What is asked: Set down the whole listing verbatim.

Listed records:
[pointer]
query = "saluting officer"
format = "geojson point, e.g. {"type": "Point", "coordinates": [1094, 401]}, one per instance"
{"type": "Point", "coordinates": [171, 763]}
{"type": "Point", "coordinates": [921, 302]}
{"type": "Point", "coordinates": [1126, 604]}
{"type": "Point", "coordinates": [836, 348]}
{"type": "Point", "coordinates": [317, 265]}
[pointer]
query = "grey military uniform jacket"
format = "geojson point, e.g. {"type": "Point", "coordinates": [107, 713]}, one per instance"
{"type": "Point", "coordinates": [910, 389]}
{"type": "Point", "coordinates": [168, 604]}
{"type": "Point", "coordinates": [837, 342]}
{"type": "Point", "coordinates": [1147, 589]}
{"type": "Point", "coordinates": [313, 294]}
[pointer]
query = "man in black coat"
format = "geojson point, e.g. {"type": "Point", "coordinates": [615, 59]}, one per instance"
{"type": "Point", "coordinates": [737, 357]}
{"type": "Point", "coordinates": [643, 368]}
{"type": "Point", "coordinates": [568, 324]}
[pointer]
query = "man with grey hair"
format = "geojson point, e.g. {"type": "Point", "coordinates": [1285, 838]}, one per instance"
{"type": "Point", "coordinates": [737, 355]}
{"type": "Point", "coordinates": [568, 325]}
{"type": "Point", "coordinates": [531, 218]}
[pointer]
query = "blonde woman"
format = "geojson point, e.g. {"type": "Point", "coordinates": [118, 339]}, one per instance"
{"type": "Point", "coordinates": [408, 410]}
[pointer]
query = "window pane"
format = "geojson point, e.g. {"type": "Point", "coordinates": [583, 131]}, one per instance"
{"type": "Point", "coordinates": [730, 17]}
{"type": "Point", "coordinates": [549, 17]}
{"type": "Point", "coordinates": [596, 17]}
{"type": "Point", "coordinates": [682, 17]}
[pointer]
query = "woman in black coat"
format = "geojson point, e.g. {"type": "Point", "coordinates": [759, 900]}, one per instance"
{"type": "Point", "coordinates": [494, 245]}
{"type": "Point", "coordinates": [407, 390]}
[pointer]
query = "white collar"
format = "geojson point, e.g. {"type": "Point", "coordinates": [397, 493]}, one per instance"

Result of this exercise:
[pointer]
query = "saluting officer"
format = "geojson point, e.g. {"type": "Point", "coordinates": [1094, 401]}, one per instance"
{"type": "Point", "coordinates": [171, 763]}
{"type": "Point", "coordinates": [921, 302]}
{"type": "Point", "coordinates": [1126, 604]}
{"type": "Point", "coordinates": [836, 348]}
{"type": "Point", "coordinates": [317, 265]}
[pointer]
query = "grey military uniform jacket"
format = "geojson point, e.g. {"type": "Point", "coordinates": [107, 713]}, one per instance"
{"type": "Point", "coordinates": [910, 389]}
{"type": "Point", "coordinates": [168, 604]}
{"type": "Point", "coordinates": [837, 342]}
{"type": "Point", "coordinates": [1147, 589]}
{"type": "Point", "coordinates": [313, 294]}
[pointer]
query = "man in black coat"
format = "geojson point, e.g. {"type": "Point", "coordinates": [615, 59]}, one per instance"
{"type": "Point", "coordinates": [737, 357]}
{"type": "Point", "coordinates": [643, 368]}
{"type": "Point", "coordinates": [568, 324]}
[pointer]
query = "man with grey hair"
format = "geojson point, e.g. {"type": "Point", "coordinates": [1285, 838]}, one per instance"
{"type": "Point", "coordinates": [737, 355]}
{"type": "Point", "coordinates": [568, 325]}
{"type": "Point", "coordinates": [531, 218]}
[pointer]
query = "blonde woman"
format = "geojson point, e.g. {"type": "Point", "coordinates": [118, 339]}, one per instance"
{"type": "Point", "coordinates": [408, 410]}
[pointer]
query = "window pane"
format = "geojson point, e.g. {"type": "Point", "coordinates": [583, 131]}, one per instance"
{"type": "Point", "coordinates": [730, 17]}
{"type": "Point", "coordinates": [549, 17]}
{"type": "Point", "coordinates": [596, 17]}
{"type": "Point", "coordinates": [682, 17]}
[pointer]
query = "woman in black coat"
format = "geojson point, e.g. {"type": "Point", "coordinates": [759, 900]}, one per instance"
{"type": "Point", "coordinates": [494, 245]}
{"type": "Point", "coordinates": [407, 390]}
[pointer]
query = "white collar"
format = "geojson point, e.g. {"type": "Point", "coordinates": [397, 493]}, one per instance"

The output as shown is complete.